▶ _What to do_
The response is to be the full listing, set down exactly.

- Opening Delimiter -

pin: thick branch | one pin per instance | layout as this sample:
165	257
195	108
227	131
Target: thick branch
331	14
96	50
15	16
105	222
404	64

- Closing Delimiter -

▶ _Written reply_
pin: thick branch | one pin per instance | layout as this sample:
165	257
195	108
227	131
Target: thick branch
331	14
96	50
15	16
105	222
404	64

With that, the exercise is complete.